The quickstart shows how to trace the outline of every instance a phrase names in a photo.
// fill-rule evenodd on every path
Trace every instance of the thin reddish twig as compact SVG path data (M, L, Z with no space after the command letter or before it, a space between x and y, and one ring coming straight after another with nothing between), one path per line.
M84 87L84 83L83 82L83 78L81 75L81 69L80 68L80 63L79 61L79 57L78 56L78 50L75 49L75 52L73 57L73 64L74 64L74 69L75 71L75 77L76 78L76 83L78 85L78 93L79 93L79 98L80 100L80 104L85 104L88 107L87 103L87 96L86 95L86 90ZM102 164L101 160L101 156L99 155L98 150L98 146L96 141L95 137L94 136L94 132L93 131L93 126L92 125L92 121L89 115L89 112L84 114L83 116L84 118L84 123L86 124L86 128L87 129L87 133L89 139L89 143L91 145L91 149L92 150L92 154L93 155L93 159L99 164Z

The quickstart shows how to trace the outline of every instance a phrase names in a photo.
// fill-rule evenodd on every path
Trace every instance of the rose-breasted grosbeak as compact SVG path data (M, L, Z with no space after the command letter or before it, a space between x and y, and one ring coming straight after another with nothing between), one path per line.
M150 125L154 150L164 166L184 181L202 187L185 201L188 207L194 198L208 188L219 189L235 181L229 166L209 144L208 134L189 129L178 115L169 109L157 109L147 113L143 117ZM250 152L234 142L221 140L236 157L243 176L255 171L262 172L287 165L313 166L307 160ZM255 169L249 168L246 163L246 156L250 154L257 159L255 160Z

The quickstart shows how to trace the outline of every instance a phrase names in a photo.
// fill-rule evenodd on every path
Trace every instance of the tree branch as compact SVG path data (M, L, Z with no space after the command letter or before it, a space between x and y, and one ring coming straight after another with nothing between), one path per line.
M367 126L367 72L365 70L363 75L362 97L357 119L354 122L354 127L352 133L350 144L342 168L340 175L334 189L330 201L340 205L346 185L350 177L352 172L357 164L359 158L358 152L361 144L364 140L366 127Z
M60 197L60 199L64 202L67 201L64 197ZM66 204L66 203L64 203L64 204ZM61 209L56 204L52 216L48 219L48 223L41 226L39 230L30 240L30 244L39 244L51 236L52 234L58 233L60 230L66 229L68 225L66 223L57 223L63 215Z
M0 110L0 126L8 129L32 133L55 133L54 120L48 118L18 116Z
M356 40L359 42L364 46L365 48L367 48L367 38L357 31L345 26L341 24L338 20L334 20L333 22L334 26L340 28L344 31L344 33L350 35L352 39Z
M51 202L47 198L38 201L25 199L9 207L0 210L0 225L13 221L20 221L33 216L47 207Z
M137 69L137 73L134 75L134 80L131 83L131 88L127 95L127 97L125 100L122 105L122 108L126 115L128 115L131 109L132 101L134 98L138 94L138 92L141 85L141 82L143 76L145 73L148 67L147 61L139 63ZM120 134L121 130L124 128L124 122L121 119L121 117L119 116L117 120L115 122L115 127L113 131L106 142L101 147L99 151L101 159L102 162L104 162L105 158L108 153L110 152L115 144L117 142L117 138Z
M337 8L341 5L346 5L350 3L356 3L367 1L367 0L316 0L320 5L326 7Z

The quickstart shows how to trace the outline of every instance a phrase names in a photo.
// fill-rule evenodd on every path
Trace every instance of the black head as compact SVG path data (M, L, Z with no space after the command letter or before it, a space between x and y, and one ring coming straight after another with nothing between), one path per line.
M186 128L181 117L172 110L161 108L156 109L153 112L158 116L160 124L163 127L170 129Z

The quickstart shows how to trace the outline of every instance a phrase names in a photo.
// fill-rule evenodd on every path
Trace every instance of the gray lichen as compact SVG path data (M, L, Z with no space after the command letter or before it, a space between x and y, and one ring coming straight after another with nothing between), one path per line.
--- --- ---
> **TASK DESCRIPTION**: Produce an exact copy of every entry above.

> **RESPONSE FOR THIS EXERCISE**:
The quickstart shows how to trace the outline of every instance a phrase names in a photo.
// fill-rule evenodd on every path
Trace every instance of the thin reddish twig as compact SVG path data (M, L, Z with no space after the command letter or before it, a space between x and y, and one ring coming straight after another with nothing between), one path per line.
M84 87L84 83L83 82L83 78L81 75L81 69L80 68L80 63L79 61L79 57L78 56L78 50L75 49L75 52L73 57L73 64L74 64L74 69L75 71L75 77L76 78L76 83L78 85L78 93L79 93L79 98L80 100L80 104L85 104L88 107L87 103L87 96L86 95L86 90ZM102 164L101 160L101 156L99 155L98 150L98 146L96 141L95 137L94 136L94 132L93 131L93 126L92 125L92 121L89 115L89 112L84 114L83 116L84 118L84 123L86 124L86 128L87 129L87 133L89 139L89 143L91 145L91 149L92 150L92 154L93 155L93 159L99 164Z

The quickstart shows how to trace the outline of every instance a phrase names in a photo.
// fill-rule evenodd on every path
Trace every instance of the rose-breasted grosbeak as compact SVG path data (M, L, Z with no space after the command letter or before it, a space between x and y, and one ring coming straight after another with nothing between), one path per line.
M150 125L154 150L164 166L184 181L202 187L185 201L188 207L194 198L208 188L219 189L235 181L229 166L209 144L208 134L189 129L178 115L169 109L157 109L147 113L143 117ZM250 152L234 142L221 140L236 157L243 176L255 171L262 172L287 165L313 166L307 160ZM255 169L249 168L246 163L246 156L250 154L257 159L255 160Z

The quickstart shows how to trace the outline of every instance a phrase names in a photo.
// fill-rule evenodd on every path
Trace every instance of the tree branch as compact SVG path data (M, L, Z with no space after the command letter or before it, a space between x and y, and one ring coming straight after another with nothing between), one path per line.
M367 126L367 72L365 70L363 75L362 97L357 119L354 122L354 127L352 133L350 144L342 168L340 175L334 189L330 201L340 205L346 185L350 177L352 172L357 164L359 158L358 152L361 144L364 140L366 127Z
M60 197L60 199L64 202L67 201L64 197ZM66 204L66 203L64 203L64 204ZM61 209L56 204L52 216L48 219L48 223L41 226L39 230L30 240L30 244L39 244L51 236L52 234L58 233L60 230L66 229L68 225L66 223L57 223L63 215Z
M0 110L0 126L8 129L32 133L55 133L54 120L48 118L18 116Z
M356 40L359 42L364 46L365 48L367 48L367 38L357 31L345 26L341 24L338 20L334 20L333 22L334 26L340 28L344 31L344 33L350 35L352 39Z
M51 202L47 198L38 201L25 199L9 207L0 210L0 225L13 221L20 221L33 216L47 207Z
M137 69L137 73L134 75L134 80L131 83L131 88L127 95L127 97L125 100L122 105L122 108L126 115L128 115L131 109L132 101L134 98L138 94L138 92L141 85L141 82L143 76L145 73L148 67L147 61L139 63ZM120 134L121 130L124 128L124 122L121 119L121 117L119 116L117 120L115 122L115 127L113 131L106 142L101 147L99 151L101 159L102 162L104 162L105 158L108 153L110 152L115 144L117 142L117 138Z
M337 8L341 5L346 5L350 3L356 3L367 1L367 0L316 0L320 5L326 7Z

The quickstart shows how to trace the outline of every instance a phrase names in a photo.
// fill-rule evenodd on every path
Trace every instance of the black head as compact SVG path data (M, L, Z with no space after the command letter or before it, a space between x and y, and one ring coming straight after another with nothing between), one path per line.
M186 128L181 117L172 110L161 108L156 109L153 112L158 116L160 124L163 127L170 129Z

The quickstart shows how to trace the outline of every instance a phrase names in a photo.
// fill-rule evenodd on every path
Trace every instance of the gray lichen as compact SVG path data (M, L, Z with no space after the command letter or before it, a space between x and y, and one ring coming straight after another with nothing between), one path per line.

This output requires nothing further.